EXERCISE OBJECTIVE:
Report back each line of the records that contains the string "windshield".

BEGIN INPUT

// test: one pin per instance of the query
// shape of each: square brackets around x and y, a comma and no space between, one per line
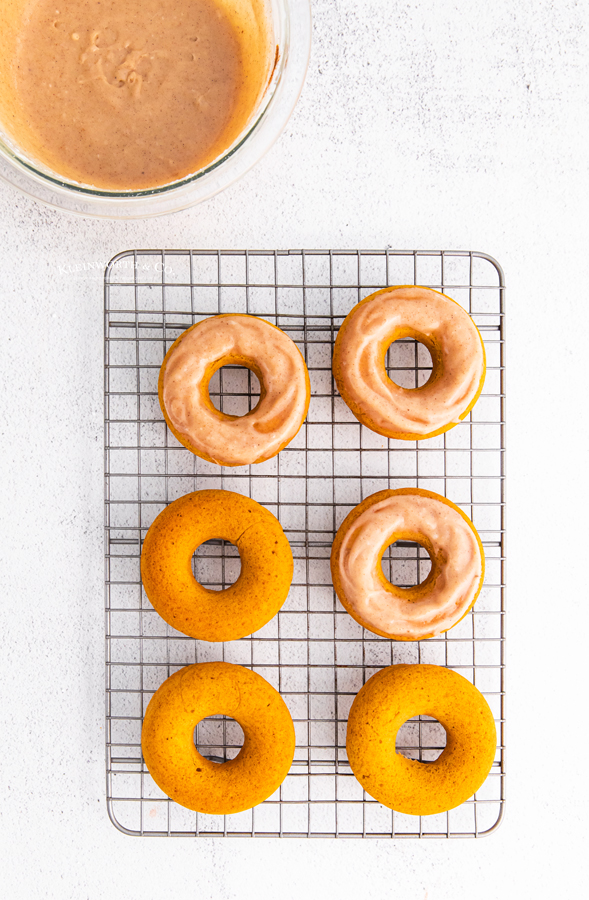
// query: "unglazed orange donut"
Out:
[238,340]
[266,565]
[458,358]
[429,608]
[209,689]
[386,702]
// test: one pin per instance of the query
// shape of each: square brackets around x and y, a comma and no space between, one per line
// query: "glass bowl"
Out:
[292,33]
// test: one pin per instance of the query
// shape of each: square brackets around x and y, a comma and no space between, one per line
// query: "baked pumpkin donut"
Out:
[266,565]
[456,348]
[238,340]
[429,608]
[386,702]
[209,689]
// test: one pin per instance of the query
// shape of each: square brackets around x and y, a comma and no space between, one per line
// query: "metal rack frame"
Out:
[312,651]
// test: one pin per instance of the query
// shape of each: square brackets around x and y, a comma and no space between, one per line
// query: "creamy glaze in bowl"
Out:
[276,50]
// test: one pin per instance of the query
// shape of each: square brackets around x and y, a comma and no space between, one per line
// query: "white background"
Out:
[438,124]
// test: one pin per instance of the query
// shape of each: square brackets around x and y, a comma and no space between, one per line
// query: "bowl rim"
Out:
[293,43]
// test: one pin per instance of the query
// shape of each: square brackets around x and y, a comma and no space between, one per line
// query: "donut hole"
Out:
[216,564]
[406,564]
[408,363]
[218,738]
[234,390]
[421,738]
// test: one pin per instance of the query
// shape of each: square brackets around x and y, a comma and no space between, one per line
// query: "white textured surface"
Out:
[436,124]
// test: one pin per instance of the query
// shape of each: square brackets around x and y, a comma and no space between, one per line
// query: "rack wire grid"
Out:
[313,652]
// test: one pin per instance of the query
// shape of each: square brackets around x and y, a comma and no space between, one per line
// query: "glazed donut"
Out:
[237,340]
[429,608]
[385,703]
[458,358]
[266,565]
[209,689]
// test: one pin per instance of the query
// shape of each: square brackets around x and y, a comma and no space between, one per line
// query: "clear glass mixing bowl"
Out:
[292,32]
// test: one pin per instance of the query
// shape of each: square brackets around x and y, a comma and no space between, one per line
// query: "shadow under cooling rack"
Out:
[313,652]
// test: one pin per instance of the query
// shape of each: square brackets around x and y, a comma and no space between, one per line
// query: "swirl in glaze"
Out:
[434,320]
[426,609]
[243,341]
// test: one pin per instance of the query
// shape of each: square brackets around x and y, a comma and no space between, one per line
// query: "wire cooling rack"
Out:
[313,652]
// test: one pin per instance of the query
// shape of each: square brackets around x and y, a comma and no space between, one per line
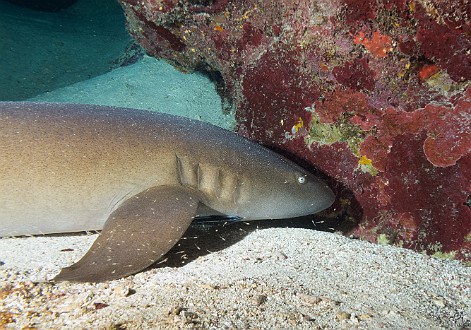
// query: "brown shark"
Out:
[139,176]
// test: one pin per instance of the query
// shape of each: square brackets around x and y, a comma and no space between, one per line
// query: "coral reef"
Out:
[375,94]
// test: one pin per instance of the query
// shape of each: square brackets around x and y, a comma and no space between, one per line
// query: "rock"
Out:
[374,94]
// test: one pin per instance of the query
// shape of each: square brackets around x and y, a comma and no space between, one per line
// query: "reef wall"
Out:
[375,94]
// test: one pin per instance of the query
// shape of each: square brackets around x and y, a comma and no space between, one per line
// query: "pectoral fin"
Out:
[136,235]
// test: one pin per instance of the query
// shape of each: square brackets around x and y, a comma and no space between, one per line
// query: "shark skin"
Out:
[139,176]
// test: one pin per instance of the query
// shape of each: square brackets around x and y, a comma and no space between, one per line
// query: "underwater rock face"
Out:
[375,94]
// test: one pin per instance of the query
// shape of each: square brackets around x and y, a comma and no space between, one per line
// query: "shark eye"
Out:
[302,179]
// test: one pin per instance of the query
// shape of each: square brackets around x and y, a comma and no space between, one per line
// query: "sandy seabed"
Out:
[235,278]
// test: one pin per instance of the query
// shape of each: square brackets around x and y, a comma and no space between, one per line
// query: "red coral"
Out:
[448,47]
[379,45]
[275,97]
[359,10]
[357,75]
[427,71]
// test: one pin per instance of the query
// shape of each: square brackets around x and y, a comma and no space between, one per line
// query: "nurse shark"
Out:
[138,176]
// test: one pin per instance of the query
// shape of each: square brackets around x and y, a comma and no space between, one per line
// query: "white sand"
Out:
[280,278]
[233,277]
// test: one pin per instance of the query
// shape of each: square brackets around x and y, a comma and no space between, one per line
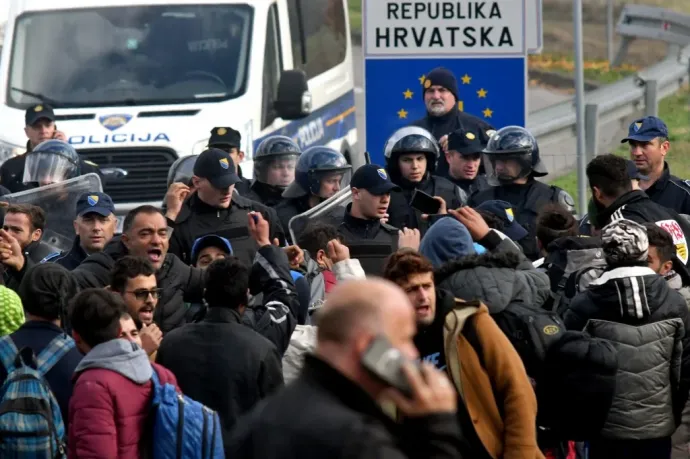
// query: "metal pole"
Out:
[609,30]
[580,108]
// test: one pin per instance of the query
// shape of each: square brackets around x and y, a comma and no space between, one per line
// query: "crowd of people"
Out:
[261,319]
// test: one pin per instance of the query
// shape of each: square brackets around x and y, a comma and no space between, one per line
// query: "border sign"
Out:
[482,42]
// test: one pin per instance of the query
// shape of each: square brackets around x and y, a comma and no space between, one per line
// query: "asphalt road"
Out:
[538,97]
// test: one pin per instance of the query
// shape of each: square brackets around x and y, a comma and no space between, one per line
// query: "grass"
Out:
[674,111]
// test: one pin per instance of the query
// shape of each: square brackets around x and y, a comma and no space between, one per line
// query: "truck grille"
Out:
[147,172]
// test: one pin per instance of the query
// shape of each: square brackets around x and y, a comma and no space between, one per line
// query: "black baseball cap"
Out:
[37,112]
[217,167]
[97,202]
[374,179]
[646,129]
[225,136]
[466,142]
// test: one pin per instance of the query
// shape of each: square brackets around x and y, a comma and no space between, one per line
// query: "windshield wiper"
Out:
[41,97]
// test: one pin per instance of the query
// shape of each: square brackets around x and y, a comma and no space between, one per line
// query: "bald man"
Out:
[331,410]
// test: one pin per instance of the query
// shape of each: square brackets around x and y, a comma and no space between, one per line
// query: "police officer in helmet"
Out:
[411,154]
[320,173]
[214,208]
[512,162]
[274,169]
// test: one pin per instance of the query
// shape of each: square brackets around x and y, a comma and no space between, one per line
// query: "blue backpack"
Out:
[31,424]
[183,428]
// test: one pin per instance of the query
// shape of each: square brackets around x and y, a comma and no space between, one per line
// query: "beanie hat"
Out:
[625,243]
[446,240]
[441,76]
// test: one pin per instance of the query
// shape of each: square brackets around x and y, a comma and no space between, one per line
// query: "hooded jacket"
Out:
[647,322]
[110,405]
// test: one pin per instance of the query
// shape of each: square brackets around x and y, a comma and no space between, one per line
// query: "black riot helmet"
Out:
[275,160]
[411,139]
[182,170]
[512,153]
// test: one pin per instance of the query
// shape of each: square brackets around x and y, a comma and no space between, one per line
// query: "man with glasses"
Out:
[134,279]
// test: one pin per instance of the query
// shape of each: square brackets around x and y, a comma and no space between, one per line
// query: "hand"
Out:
[174,198]
[474,222]
[151,337]
[10,251]
[337,251]
[432,392]
[295,256]
[443,141]
[409,238]
[259,228]
[59,135]
[443,210]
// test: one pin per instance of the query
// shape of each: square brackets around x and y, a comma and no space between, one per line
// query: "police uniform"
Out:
[439,126]
[96,202]
[369,240]
[197,219]
[226,138]
[416,140]
[514,143]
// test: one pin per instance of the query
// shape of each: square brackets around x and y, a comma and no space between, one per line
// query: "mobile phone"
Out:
[385,362]
[425,203]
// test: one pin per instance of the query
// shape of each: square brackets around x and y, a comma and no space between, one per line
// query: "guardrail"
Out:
[609,111]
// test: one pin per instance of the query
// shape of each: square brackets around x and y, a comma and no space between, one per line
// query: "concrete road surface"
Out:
[538,98]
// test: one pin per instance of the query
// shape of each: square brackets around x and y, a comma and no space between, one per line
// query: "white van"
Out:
[138,83]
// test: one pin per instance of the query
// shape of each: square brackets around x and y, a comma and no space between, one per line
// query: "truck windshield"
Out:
[133,55]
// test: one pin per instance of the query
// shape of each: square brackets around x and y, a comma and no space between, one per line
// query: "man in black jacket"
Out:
[443,115]
[219,361]
[214,208]
[331,410]
[615,199]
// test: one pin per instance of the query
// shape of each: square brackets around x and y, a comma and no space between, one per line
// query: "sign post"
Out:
[483,43]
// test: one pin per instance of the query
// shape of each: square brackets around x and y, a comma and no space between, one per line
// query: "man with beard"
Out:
[274,169]
[512,164]
[443,115]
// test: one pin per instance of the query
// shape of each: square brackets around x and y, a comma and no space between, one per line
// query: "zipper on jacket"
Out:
[180,425]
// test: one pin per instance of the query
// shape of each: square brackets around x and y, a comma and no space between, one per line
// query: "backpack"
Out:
[30,419]
[182,427]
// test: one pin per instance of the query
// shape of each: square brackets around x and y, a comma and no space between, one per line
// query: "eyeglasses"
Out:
[143,295]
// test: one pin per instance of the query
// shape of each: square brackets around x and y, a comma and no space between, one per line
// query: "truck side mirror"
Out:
[294,99]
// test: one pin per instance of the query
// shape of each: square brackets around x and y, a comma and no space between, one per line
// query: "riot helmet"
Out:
[52,161]
[182,170]
[512,153]
[411,139]
[313,166]
[275,160]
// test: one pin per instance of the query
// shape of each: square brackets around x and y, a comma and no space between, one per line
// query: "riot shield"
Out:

END INPUT

EXERCISE RESPONSE:
// query: "windshield wiper"
// query: "truck windshield"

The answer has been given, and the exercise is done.